Walking corpse syndrome, or better known as Cotard’s syndrome or Cotard delusion, is a rare kind of syndrome that involves suicidal thoughts and depression. It also includes the patients believing that they are no longer alive or that they do not have a body of their own, hence they think they are already dead. Oftentimes patients believe that the bodies they have are already rotting away or there is no longer any internal organs within it or no longer have any blood running in their veins. There are also times that they think they are immortal. The condition of the syndrome itself may be traces to mental or neurological origins.
Cotard delusion is named after a French neurologist Jules Cotard who first noted the syndrome when he called it “negation delirium” during a lecture in Paris in the year 1880. Jules described that the syndrome ranges in degrees of severity from mild to serious ones. The manifestations of the mild forms are self-loathing and despair. In this lecture he described one patient who insisted that there is no such thing as God and the Devil. She also believed that some of her body parts do not exist and that she does not need to eat. Eventually, she believed she was perpetually damned and that she would never die through natural means. Mademoiselle X ultimately died of starvation.

Region pointing data
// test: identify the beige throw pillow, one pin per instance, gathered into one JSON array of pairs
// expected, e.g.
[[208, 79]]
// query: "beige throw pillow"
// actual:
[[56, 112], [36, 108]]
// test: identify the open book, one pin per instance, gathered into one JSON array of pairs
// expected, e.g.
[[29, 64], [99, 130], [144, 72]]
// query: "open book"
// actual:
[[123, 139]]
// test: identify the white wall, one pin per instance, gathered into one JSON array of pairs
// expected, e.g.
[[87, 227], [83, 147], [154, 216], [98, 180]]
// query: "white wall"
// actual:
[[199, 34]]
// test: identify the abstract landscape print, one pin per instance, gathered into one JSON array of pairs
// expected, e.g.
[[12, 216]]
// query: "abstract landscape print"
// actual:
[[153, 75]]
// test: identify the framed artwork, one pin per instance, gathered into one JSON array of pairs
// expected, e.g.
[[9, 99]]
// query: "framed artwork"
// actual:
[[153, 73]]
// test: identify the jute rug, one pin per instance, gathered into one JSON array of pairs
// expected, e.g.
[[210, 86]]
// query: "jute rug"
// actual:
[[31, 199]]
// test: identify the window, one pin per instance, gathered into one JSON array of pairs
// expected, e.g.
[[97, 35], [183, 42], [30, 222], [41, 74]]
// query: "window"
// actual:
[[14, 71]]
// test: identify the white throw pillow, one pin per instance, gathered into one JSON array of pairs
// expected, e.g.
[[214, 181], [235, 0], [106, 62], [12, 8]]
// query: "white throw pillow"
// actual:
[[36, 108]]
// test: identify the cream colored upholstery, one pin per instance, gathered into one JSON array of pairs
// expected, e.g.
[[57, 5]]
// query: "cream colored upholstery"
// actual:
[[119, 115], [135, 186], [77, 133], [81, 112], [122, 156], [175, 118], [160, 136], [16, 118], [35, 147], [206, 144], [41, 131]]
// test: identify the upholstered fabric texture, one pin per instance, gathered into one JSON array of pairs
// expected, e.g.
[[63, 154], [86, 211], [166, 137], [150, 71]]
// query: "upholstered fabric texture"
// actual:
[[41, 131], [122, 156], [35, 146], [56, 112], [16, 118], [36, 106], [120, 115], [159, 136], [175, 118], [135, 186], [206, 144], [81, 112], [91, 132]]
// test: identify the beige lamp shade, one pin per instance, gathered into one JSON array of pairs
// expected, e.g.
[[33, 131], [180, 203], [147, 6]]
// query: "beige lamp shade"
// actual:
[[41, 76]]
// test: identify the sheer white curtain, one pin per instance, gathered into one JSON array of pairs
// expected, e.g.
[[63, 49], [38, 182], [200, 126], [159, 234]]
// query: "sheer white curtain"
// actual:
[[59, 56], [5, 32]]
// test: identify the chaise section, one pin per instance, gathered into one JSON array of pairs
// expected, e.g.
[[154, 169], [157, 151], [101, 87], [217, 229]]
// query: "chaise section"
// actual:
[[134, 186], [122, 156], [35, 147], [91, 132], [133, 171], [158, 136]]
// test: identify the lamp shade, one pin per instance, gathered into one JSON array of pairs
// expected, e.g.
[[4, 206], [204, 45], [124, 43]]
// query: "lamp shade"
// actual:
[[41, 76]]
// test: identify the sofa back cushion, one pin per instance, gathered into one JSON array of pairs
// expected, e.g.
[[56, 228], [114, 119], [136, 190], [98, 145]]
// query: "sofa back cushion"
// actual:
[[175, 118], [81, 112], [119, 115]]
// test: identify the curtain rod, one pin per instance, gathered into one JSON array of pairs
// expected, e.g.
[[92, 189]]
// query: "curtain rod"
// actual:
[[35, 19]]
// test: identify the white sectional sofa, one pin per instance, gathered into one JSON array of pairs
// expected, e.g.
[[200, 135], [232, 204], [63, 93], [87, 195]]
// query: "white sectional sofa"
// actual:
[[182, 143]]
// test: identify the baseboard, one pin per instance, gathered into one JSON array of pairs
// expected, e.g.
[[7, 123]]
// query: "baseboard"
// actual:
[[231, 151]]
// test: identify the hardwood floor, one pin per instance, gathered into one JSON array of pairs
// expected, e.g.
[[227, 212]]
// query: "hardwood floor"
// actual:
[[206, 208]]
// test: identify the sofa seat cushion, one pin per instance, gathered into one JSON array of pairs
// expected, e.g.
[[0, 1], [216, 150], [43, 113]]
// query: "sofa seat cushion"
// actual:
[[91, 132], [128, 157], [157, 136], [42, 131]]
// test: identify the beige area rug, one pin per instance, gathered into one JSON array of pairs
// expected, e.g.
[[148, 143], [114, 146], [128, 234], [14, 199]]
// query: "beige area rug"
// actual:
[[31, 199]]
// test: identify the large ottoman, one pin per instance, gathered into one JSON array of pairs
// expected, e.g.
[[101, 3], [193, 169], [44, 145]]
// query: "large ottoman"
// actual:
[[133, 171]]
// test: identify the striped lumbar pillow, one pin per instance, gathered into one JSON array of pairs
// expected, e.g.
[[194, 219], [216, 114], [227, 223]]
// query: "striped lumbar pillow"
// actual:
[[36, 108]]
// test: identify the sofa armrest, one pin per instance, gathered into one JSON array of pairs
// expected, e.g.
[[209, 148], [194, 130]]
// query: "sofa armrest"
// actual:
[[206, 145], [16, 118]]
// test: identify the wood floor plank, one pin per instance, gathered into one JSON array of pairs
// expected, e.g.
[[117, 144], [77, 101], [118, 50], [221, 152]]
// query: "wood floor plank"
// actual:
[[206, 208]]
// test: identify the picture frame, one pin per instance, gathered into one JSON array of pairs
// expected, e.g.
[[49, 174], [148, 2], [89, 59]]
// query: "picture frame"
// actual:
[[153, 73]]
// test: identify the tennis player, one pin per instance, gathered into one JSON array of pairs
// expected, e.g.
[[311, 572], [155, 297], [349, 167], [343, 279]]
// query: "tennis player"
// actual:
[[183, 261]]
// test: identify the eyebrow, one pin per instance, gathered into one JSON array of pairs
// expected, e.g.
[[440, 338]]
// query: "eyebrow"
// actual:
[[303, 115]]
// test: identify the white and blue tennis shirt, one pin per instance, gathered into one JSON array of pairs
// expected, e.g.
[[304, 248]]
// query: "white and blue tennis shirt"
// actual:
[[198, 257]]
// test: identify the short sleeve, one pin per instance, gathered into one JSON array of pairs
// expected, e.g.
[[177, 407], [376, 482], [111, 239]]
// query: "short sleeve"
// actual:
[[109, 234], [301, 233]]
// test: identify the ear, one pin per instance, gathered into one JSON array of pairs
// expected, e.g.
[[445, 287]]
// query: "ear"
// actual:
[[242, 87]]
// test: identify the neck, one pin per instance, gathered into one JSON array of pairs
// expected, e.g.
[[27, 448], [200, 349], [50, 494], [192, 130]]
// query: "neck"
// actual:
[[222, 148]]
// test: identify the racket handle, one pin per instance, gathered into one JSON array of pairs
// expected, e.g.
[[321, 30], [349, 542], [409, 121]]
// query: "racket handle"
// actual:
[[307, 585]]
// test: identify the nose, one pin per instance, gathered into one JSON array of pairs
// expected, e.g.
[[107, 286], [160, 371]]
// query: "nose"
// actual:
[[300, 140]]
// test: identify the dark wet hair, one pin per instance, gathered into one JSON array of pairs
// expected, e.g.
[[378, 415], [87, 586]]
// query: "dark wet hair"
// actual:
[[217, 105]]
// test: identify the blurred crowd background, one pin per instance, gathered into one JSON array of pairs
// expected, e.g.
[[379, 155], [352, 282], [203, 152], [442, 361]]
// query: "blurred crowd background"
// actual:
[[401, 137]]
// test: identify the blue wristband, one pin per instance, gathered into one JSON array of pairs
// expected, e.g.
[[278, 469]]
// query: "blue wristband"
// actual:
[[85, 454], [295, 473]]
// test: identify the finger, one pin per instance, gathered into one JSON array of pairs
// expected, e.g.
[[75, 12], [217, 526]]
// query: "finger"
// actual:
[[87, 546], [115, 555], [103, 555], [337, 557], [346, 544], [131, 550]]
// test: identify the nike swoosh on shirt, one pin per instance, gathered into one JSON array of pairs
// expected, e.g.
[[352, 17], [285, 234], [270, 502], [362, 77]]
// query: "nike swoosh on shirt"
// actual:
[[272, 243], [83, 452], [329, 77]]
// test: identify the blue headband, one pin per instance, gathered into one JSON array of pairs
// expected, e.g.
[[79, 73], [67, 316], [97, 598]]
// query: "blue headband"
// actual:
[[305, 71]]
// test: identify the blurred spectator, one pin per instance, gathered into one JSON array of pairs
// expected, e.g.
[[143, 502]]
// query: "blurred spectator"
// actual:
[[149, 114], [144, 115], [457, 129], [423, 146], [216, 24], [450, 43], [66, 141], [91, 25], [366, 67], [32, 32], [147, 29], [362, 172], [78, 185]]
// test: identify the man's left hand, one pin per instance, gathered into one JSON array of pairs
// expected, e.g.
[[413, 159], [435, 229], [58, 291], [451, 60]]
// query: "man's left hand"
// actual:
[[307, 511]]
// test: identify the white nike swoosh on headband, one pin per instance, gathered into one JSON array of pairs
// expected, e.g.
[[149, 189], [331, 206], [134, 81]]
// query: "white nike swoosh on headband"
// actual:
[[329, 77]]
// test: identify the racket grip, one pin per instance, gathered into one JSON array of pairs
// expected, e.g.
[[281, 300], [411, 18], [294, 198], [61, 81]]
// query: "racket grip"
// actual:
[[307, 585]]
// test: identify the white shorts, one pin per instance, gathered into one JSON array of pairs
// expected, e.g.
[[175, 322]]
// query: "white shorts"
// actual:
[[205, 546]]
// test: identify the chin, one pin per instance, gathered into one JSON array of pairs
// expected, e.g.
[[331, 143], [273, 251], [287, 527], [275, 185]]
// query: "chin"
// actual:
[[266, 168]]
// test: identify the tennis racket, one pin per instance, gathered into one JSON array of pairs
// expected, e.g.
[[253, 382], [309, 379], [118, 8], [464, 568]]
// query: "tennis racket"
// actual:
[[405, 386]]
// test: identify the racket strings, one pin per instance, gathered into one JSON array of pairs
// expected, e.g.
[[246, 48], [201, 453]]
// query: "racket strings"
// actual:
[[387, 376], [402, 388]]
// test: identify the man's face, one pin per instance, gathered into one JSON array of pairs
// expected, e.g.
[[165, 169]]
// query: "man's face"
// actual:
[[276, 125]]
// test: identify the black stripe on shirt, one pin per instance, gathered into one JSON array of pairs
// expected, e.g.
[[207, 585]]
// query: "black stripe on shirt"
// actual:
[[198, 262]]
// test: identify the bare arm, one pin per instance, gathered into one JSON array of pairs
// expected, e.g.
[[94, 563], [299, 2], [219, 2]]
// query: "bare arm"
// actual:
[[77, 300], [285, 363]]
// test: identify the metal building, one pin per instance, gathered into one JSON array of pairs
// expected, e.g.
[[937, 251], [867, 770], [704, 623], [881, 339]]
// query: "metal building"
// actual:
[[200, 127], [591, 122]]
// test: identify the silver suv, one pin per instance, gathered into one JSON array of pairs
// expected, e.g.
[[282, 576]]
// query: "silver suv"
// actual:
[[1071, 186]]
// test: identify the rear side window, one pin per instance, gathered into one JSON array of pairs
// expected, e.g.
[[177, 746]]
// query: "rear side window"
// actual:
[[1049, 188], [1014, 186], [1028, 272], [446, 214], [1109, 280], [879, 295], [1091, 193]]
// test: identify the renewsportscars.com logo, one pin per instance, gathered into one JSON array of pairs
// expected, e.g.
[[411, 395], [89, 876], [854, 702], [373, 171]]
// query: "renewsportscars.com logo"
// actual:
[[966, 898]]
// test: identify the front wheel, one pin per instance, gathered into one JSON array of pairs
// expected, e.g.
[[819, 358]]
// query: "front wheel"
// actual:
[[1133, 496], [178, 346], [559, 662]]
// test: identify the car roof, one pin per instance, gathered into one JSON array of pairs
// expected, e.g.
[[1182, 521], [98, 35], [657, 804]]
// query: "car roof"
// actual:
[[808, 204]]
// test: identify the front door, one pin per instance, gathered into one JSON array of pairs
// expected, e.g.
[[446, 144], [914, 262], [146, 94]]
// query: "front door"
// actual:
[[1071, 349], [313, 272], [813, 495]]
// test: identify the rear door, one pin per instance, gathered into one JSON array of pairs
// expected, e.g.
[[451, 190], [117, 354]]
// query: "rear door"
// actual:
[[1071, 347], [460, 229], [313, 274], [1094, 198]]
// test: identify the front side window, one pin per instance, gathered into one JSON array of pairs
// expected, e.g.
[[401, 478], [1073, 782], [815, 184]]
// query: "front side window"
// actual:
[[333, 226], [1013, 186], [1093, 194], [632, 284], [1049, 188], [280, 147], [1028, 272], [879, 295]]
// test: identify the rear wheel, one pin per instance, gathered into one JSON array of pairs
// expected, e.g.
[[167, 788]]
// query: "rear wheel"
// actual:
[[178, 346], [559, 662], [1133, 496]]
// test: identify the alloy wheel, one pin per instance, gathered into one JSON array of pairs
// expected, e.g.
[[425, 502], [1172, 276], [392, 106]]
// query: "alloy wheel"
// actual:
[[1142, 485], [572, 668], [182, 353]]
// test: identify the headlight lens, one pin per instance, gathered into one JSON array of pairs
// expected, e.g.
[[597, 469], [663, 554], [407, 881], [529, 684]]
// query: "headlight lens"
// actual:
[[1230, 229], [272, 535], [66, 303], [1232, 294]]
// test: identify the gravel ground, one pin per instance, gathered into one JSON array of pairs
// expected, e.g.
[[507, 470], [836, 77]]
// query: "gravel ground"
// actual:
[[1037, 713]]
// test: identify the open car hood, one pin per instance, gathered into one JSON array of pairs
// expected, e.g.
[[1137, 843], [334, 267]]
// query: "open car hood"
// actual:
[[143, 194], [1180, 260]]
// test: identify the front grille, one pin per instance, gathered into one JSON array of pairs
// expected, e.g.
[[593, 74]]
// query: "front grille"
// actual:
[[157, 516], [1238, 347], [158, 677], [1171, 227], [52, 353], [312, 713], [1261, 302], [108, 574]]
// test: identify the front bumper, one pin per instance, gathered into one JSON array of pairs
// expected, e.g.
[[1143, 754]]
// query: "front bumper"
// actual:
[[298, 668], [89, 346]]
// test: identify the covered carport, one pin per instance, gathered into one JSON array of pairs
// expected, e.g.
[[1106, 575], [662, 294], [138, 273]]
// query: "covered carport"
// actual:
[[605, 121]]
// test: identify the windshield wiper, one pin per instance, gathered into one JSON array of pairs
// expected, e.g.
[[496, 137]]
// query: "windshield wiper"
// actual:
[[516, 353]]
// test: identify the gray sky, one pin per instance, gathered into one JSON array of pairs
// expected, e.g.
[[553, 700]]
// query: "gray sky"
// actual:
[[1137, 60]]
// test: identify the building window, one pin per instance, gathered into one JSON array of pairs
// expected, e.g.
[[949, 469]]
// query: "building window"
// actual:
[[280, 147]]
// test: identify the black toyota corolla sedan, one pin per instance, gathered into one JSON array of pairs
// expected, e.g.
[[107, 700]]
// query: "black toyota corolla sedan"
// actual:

■ PROBLEM DETAILS
Transcribe everything from "Walking corpse syndrome, or" down to "or neurological origins." in the passage on Cotard's syndrome above.

■ OUTPUT OF THE EXERCISE
Walking corpse syndrome, or better known as Cotard’s syndrome or Cotard delusion, is a rare kind of syndrome that involves suicidal thoughts and depression. It also includes the patients believing that they are no longer alive or that they do not have a body of their own, hence they think they are already dead. Oftentimes patients believe that the bodies they have are already rotting away or there is no longer any internal organs within it or no longer have any blood running in their veins. There are also times that they think they are immortal. The condition of the syndrome itself may be traces to mental or neurological origins.